**TAREAS:**
(1) Según el texto sobre el cementerio, ¿cuántas piedras se articulan en un esqueleto para formar un solo ser?
(2) Devuelve, por favor, el pasaje del texto sobre el cementerio desde "Don Venancio se" hasta "a la reflexión.", ambos incluidos.
(3) Prolonga el texto sobre el cementerio y los huesos a partir de su última oración.
#### FRAGMENTO PROPORCIONADO ####
Don Venancio se siente contento cuando está en el cementerio. “Es nuestra casa original, porque aquí acabamos. Ricos, pobres, vagabundos, ladrones, todos seremos enterrados en el Santo Cementerio, lo demás es una casa que nos prestan”.

Más del 90 por ciento de los átomos del universo son de hidrógeno; nuestro cuerpo se compone en un 47 por ciento de hidrógeno. El alma tal vez son esos dos átomos de hidrógeno que se juntan con el de oxígeno que respiramos. Nuestro cuerpo es una gota de agua en un enorme océano.

Estar en el cementerio, ver los huesos, cómo son tomados y limpiados con una naturalidad causa una sensación que confunde. Es una experiencia profunda, filosófica, que lleva a la reflexión.

Alguna vez estas rocas de calcio fueron como nosotros. Hablaban, lloraban, reían, cogían, comían, caminaban, pensaban, respiraban, odiaban, amaban. Se articulaban 206 piedras en un esqueleto para formar un solo ser. Alguna vez sólo seremos como estas rocas de calcio.
#### DATOS ####
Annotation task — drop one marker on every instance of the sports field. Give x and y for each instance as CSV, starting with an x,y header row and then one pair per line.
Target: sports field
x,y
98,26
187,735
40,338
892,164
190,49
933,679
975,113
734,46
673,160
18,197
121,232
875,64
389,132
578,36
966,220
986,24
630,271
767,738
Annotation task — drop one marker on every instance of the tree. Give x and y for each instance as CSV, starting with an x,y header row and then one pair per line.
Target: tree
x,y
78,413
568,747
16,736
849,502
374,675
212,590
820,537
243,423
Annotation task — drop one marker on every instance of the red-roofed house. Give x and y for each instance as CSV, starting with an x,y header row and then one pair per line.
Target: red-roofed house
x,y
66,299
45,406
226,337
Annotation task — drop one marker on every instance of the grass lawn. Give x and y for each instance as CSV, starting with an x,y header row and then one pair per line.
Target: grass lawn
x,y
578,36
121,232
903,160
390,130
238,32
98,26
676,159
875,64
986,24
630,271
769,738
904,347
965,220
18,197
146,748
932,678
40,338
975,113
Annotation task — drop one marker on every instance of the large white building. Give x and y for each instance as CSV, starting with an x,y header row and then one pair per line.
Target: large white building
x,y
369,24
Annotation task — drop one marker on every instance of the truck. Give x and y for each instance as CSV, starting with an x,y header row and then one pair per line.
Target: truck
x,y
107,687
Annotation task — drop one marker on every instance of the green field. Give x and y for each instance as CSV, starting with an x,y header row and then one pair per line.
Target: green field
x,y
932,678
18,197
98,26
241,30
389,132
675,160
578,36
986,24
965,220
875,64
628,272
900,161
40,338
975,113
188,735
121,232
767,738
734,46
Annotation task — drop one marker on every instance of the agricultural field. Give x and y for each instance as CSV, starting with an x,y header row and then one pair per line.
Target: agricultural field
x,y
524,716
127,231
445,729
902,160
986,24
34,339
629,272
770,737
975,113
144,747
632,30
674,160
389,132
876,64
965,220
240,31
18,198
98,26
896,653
####
**RESPUESTAS POR TAREA:**
(1) 206 piedras.

(2)
Don Venancio se siente contento cuando está en el cementerio. “Es nuestra casa original, porque aquí acabamos. Ricos, pobres, vagabundos, ladrones, todos seremos enterrados en el Santo Cementerio, lo demás es una casa que nos prestan”.

Más del 90 por ciento de los átomos del universo son de hidrógeno; nuestro cuerpo se compone en un 47 por ciento de hidrógeno. El alma tal vez son esos dos átomos de hidrógeno que se juntan con el de oxígeno que respiramos. Nuestro cuerpo es una gota de agua en un enorme océano.

Estar en el cementerio, ver los huesos, cómo son tomados y limpiados con una naturalidad causa una sensación que confunde. Es una experiencia profunda, filosófica, que lleva a la reflexión.

(3)
Estamos hechos de la misma materia. En nuestro interior, detrás de tanta carne y agua somos lo mismo que estas piedras blancas desgastadas por el tiempo. No lo sentimos, no vivimos pensando en ello. Pero nos acompañan por todas las etapas de nuestra vida. Se rompen, truenan, se recuperan, duelen.

De nuestro ser, desde el momento en que nacemos hasta mucho después de que estamos muertos, son la única constante. Resisten al tiempo.

Si no logramos trascender -muy pocos lo harán- nuestros restos serán lo único que quedará de nosotros. El viento sopla frío, como un aliento inerte, entre las tumbas del cementerio de Pomuch.

Ya se está volviendo polvo -dice don José mientras toca una materia negra entre polvorienta y pastosa que acompaña a los huesos que limpia-, como dice el dicho: polvo somos y en polvo nos convertiremos. El viento sopla.